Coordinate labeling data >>
========

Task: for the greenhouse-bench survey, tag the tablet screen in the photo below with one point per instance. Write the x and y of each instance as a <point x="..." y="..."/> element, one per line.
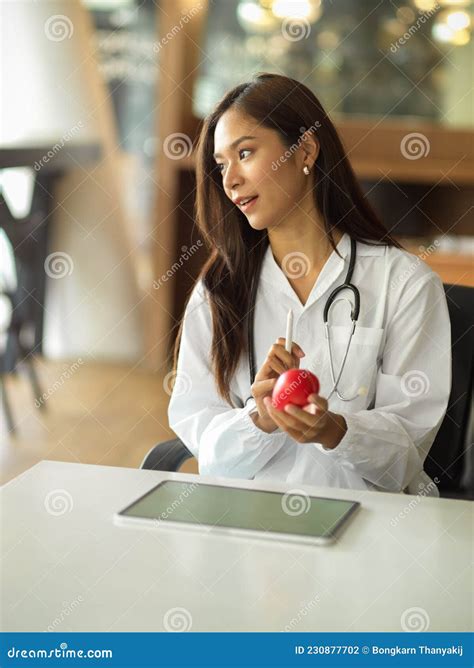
<point x="233" y="507"/>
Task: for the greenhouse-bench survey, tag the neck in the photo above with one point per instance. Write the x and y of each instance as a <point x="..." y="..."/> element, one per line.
<point x="303" y="233"/>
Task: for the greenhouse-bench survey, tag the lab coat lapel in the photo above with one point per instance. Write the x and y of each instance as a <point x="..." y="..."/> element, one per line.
<point x="275" y="282"/>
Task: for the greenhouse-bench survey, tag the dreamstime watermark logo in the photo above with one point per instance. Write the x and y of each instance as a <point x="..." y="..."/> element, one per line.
<point x="304" y="610"/>
<point x="177" y="383"/>
<point x="191" y="13"/>
<point x="177" y="146"/>
<point x="424" y="490"/>
<point x="296" y="265"/>
<point x="178" y="620"/>
<point x="58" y="265"/>
<point x="67" y="136"/>
<point x="58" y="502"/>
<point x="66" y="374"/>
<point x="415" y="383"/>
<point x="185" y="255"/>
<point x="68" y="609"/>
<point x="424" y="16"/>
<point x="295" y="502"/>
<point x="61" y="652"/>
<point x="415" y="620"/>
<point x="58" y="28"/>
<point x="305" y="132"/>
<point x="410" y="270"/>
<point x="178" y="501"/>
<point x="294" y="30"/>
<point x="414" y="146"/>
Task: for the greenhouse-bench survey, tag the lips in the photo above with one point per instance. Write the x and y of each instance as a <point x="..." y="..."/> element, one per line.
<point x="246" y="201"/>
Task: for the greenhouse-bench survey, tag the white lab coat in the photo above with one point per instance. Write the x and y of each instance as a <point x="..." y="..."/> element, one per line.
<point x="400" y="352"/>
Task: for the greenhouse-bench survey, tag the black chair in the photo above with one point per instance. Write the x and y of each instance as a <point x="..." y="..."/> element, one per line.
<point x="447" y="459"/>
<point x="167" y="456"/>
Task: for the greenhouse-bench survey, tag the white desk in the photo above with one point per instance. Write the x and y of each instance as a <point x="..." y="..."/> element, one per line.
<point x="81" y="570"/>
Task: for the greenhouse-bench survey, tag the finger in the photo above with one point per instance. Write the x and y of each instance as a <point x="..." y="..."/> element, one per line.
<point x="277" y="366"/>
<point x="276" y="416"/>
<point x="263" y="387"/>
<point x="287" y="420"/>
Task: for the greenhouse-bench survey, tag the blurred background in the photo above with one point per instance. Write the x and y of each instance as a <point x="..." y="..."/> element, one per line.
<point x="101" y="103"/>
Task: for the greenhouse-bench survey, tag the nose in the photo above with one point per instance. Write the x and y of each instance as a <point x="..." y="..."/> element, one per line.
<point x="232" y="177"/>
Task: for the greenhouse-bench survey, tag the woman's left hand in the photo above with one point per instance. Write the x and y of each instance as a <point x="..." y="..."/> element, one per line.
<point x="312" y="424"/>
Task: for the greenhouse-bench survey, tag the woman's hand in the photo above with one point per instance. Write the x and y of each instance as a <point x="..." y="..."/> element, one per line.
<point x="311" y="424"/>
<point x="278" y="361"/>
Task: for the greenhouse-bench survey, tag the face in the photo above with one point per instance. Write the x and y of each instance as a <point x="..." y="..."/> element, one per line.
<point x="257" y="166"/>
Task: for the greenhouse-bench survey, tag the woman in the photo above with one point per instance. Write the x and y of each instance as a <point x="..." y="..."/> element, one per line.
<point x="270" y="140"/>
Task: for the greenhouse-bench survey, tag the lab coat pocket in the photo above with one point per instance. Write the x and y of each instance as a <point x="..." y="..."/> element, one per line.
<point x="358" y="378"/>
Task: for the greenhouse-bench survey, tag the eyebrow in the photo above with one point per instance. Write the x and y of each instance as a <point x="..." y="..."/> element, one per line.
<point x="235" y="143"/>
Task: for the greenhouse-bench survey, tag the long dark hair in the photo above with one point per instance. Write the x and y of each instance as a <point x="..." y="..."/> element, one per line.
<point x="236" y="249"/>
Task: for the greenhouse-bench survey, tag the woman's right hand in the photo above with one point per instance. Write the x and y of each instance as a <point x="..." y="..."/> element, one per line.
<point x="278" y="361"/>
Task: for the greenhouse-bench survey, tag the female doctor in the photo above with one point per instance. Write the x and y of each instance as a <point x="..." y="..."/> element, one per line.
<point x="385" y="376"/>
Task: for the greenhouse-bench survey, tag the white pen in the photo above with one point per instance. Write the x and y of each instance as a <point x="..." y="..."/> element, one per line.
<point x="289" y="331"/>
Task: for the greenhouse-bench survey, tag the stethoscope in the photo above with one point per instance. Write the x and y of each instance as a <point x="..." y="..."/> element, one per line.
<point x="347" y="285"/>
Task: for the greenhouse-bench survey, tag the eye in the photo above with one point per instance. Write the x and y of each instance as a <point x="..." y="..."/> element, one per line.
<point x="242" y="150"/>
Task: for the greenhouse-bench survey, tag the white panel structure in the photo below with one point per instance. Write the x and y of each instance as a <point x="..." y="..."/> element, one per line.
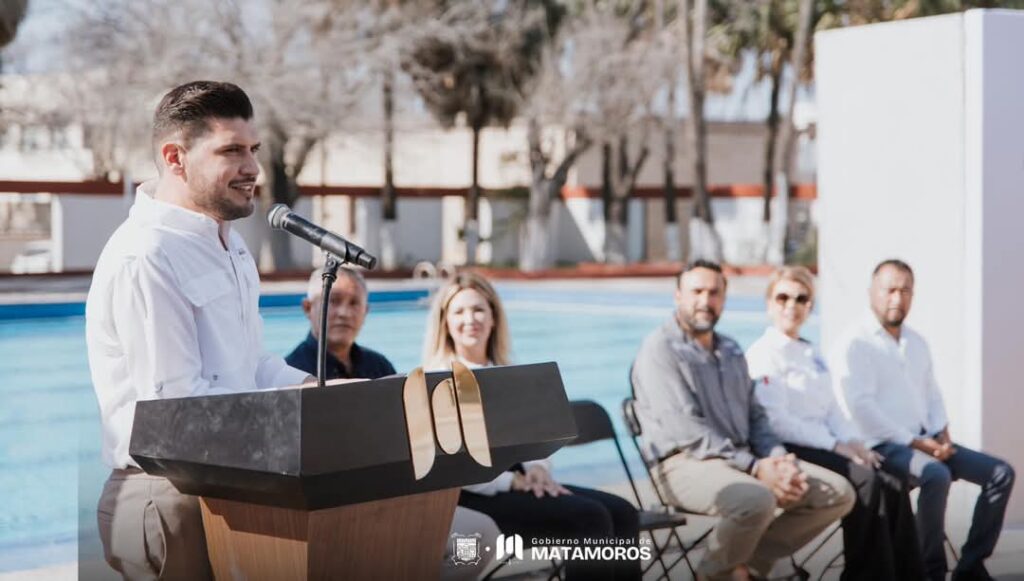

========

Return all of the items above verbatim, line for line, but leave the pictures out.

Response >>
Task: for the greenhouse-bench survey, tag the tablet screen in the photo below with one point per instance. Write the x and y of each instance as a <point x="..." y="..."/> element, one per line.
<point x="233" y="507"/>
Task: for the greenhouse-bench survey, tag the neck in the photo above with one point per instance. Write the x and y of each instance as a <point x="..." y="..."/> element, one per line.
<point x="303" y="233"/>
Task: for the greenhouse-bench survey, tag the lab coat lapel in the photo above with one point per instance. Write the x and y of each instance as a <point x="..." y="..."/> element, one per line.
<point x="275" y="282"/>
Task: for the greenhouse-bench survey, tag the dreamstime watermark logo in the photo above with one point per instance. Write the x and y of each instance as a <point x="..." y="..."/> element, one per line.
<point x="304" y="610"/>
<point x="177" y="383"/>
<point x="191" y="13"/>
<point x="177" y="146"/>
<point x="424" y="490"/>
<point x="296" y="265"/>
<point x="178" y="620"/>
<point x="58" y="265"/>
<point x="67" y="136"/>
<point x="58" y="502"/>
<point x="66" y="374"/>
<point x="415" y="383"/>
<point x="185" y="255"/>
<point x="68" y="609"/>
<point x="424" y="16"/>
<point x="295" y="502"/>
<point x="61" y="652"/>
<point x="415" y="620"/>
<point x="58" y="28"/>
<point x="305" y="132"/>
<point x="410" y="270"/>
<point x="178" y="501"/>
<point x="294" y="30"/>
<point x="414" y="146"/>
Task: for the greenhouse-bench survey, tag the lips in the photo above with one point per instance. Write the x and y of each instance as a <point x="..." y="..."/> element, one per line.
<point x="246" y="201"/>
Task: for the greenhouse-bench survey, tag the white lab coat in the photo above with one point per instance. Write the x and y of each instance as a <point x="..." y="..."/> element, one per line.
<point x="400" y="352"/>
Task: for the greenhouse-bench survey, tag the black chair in the photo above with one point per instance. Write the x and y of each instance as a <point x="..." y="..."/> element, one per line.
<point x="447" y="459"/>
<point x="167" y="456"/>
Task: for the greenhouse-bench survey, tag the white desk in the photo above with one point per instance. Write the x and y of each instance as a <point x="..." y="..."/> element, one per line.
<point x="81" y="570"/>
Task: for the greenhouse-bench survey, tag the finger in the photo above with one point per instance. Write the x and y of each instance as a <point x="..." y="..."/> element, one per line.
<point x="277" y="366"/>
<point x="276" y="416"/>
<point x="263" y="387"/>
<point x="287" y="420"/>
Task: for the greenhouse-bench survey, tag the blurred background in the photo above with one point per instance. Write the x and y of each instance as a <point x="..." y="..."/> element, one per line.
<point x="101" y="103"/>
Task: for the greenhouse-bench survey, tag the nose in the photo above with one point per instance. Write the x and y of each instance as a <point x="..." y="..."/> element, one per line.
<point x="232" y="177"/>
Task: for the greenhouse-bench survey, tag the woman's left hand in the photo above with one point per instance. Write the x and y of each instance as a <point x="..." y="..."/> element, one per line.
<point x="312" y="424"/>
Task: for the greenhouse-bench survey, tag the woman's hand in the photo above with one point per instance. Write the x and y of each instance as a <point x="..." y="..."/> element, one per line.
<point x="311" y="424"/>
<point x="278" y="361"/>
Task: for the greenhouse-bench survey, tag the face in the photo above with one point per instance. Write the x and y of each instance as a <point x="..." y="..."/> element, one per line.
<point x="257" y="166"/>
Task: for the greenhouse-bench survey, tag the woman in the photo above with one point per instance. Write the x and y of each instance as a <point x="..." y="..."/> element, one per line.
<point x="270" y="140"/>
Task: for the greenhouse-bench survey, tag the lab coat pocket in the photo above with one point per instance. Write the x and y of each instance as a <point x="..." y="..."/> element, one per line.
<point x="358" y="378"/>
Task: for the greenhouse-bench survey, tag the eyebrow in the photo above with one point per instance. Write the x and y of each instance as a <point x="..." y="..."/> element, one per line.
<point x="235" y="143"/>
Task: for the greenhouse-bench survey, tag the long dark hair in the photo above with one point per instance. Write the x and y of each instance as a <point x="..." y="..."/> element, one per line.
<point x="236" y="249"/>
Task: for the greenhouse-bench survey, tag the woman's right hand in the photo above with one point per instance. Write the x and y of each instance as a <point x="..." y="..."/> element, one per line.
<point x="278" y="361"/>
Task: for the greenhouse-bench survey, tag the female doctor in the photo above with one point per instance. Write the x and y of each instance as a <point x="..." y="..."/> element, one per line.
<point x="385" y="376"/>
Task: for the greenhouse-bench survey, tag the white pen in the photo above with one point per instance. Write the x and y of each instance as a <point x="..." y="..."/> element, one per line.
<point x="289" y="331"/>
Task: for the greenhouse-bench survey, tag the stethoscope in the photo above with one point per instance. Write the x and y of each instance as a <point x="..." y="..."/> element, one per line.
<point x="347" y="285"/>
Task: for the greenhouse-bench survey, tag the eye in the photo above with one point per instance. Write the x and y of each instance as a <point x="..." y="..."/> element, one per line.
<point x="242" y="150"/>
Task: for the greenhouse-bench survey, tag the white panel structure in the photo below with one point per instance. Write the x and y of each instance as a <point x="..." y="..."/> element, one per line.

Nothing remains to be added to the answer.